▸ **Dataset entries on where objects are located**:
----

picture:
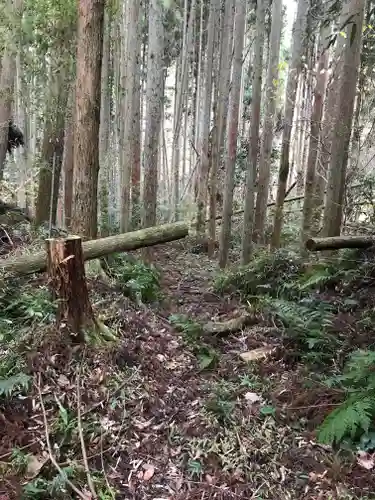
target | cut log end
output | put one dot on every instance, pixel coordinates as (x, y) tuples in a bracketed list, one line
[(339, 242), (66, 270)]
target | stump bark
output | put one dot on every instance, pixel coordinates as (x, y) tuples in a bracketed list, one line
[(66, 271)]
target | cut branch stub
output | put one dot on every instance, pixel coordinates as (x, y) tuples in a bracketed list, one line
[(338, 242), (66, 272)]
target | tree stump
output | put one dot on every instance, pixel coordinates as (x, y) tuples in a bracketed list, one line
[(66, 271)]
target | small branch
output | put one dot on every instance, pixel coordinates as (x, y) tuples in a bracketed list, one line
[(80, 432), (49, 448)]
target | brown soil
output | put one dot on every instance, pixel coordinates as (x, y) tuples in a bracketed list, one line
[(154, 425)]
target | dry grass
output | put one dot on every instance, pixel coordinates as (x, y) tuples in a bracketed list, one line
[(152, 424)]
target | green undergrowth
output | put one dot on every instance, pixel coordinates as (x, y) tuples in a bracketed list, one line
[(22, 307), (193, 337), (324, 311), (137, 280)]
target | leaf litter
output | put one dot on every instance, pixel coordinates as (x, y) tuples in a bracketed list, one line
[(154, 425)]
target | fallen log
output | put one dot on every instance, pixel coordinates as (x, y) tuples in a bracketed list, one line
[(338, 242), (93, 249), (67, 279), (226, 327)]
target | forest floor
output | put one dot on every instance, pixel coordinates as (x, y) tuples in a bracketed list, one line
[(157, 426)]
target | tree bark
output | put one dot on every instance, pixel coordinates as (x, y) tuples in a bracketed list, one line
[(67, 161), (87, 118), (269, 122), (234, 105), (299, 32), (337, 242), (99, 248), (206, 118), (343, 122), (252, 160), (154, 96), (316, 118), (11, 23), (66, 271)]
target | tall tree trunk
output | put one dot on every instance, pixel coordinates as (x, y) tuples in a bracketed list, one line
[(291, 89), (326, 134), (269, 122), (136, 131), (68, 160), (316, 119), (87, 117), (206, 112), (333, 211), (226, 53), (248, 222), (13, 14), (154, 96), (181, 91), (104, 127), (234, 105), (52, 149)]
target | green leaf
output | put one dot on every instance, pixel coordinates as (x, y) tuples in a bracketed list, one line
[(268, 410), (62, 412), (13, 383)]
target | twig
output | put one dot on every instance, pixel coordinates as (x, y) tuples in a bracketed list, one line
[(9, 453), (51, 457), (80, 432)]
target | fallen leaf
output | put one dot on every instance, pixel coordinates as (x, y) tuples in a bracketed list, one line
[(365, 460), (63, 380), (149, 472), (252, 397), (255, 354), (209, 479), (34, 465)]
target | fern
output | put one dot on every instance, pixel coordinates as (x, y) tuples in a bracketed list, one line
[(358, 411), (353, 416), (9, 385)]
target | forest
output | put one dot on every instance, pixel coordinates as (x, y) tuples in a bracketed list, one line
[(187, 257)]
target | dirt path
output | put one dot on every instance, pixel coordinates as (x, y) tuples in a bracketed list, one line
[(157, 427)]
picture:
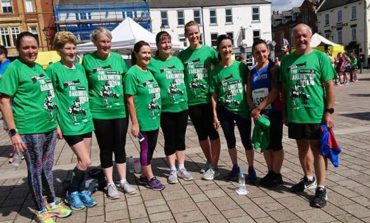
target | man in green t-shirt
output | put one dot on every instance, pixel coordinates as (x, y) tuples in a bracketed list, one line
[(308, 92)]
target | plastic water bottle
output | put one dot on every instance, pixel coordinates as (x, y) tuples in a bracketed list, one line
[(131, 164), (137, 166), (242, 189), (17, 158)]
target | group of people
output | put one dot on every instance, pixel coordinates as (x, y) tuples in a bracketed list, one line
[(71, 100)]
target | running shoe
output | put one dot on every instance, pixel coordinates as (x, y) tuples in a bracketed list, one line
[(155, 184), (86, 198), (59, 210), (74, 201), (320, 198), (303, 185)]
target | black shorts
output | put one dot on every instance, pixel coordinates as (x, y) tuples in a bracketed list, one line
[(73, 140), (304, 131), (276, 130)]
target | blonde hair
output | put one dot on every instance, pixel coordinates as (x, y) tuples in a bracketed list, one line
[(63, 37), (99, 30), (190, 23)]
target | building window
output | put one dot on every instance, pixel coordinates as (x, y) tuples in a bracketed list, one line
[(180, 18), (197, 16), (164, 19), (6, 6), (182, 39), (212, 16), (339, 16), (5, 37), (231, 35), (340, 40), (327, 19), (354, 13), (256, 35), (33, 30), (214, 39), (228, 15), (29, 6), (255, 14), (354, 36)]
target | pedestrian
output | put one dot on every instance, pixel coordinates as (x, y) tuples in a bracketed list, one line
[(198, 61), (168, 71), (308, 92), (74, 116), (230, 105), (144, 104), (105, 71), (32, 124), (263, 95)]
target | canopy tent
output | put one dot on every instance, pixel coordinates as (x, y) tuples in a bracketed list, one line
[(125, 35)]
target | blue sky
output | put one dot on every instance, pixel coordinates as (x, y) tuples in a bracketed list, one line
[(279, 5)]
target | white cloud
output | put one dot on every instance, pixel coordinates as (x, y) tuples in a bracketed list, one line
[(279, 5)]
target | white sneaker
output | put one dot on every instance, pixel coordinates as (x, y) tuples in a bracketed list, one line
[(210, 174), (112, 191), (172, 177), (128, 188), (184, 174)]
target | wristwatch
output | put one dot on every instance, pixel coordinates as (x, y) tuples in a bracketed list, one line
[(329, 110), (12, 132)]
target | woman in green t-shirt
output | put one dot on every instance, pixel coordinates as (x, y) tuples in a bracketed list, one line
[(74, 116), (105, 71), (144, 104), (168, 70), (198, 60), (32, 123), (230, 105)]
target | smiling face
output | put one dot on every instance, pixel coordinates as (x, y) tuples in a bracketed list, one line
[(28, 50), (103, 44), (225, 48), (261, 53), (193, 34), (68, 52), (143, 56), (302, 38)]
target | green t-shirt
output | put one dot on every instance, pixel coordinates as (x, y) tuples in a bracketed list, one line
[(105, 78), (34, 101), (198, 64), (170, 77), (71, 89), (229, 84), (303, 77), (147, 97)]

----

▸ **To be done**:
Copy out the lines above without any changes, beginning at the line that contains "target | black shorts" and stopping after the line that contains "[(63, 37), (99, 30), (190, 23)]".

▸ **Result of this exercise**:
target | black shorts
output | put one dot on every instance, pixel coordinates as (x, y) tuples in a bracketed list, one line
[(73, 140), (304, 131), (276, 130)]
target | blonde hair
output | put one dot on every instance, pixel coordinates as (x, y) tuples in a bracketed list, one line
[(63, 37), (99, 30), (190, 23)]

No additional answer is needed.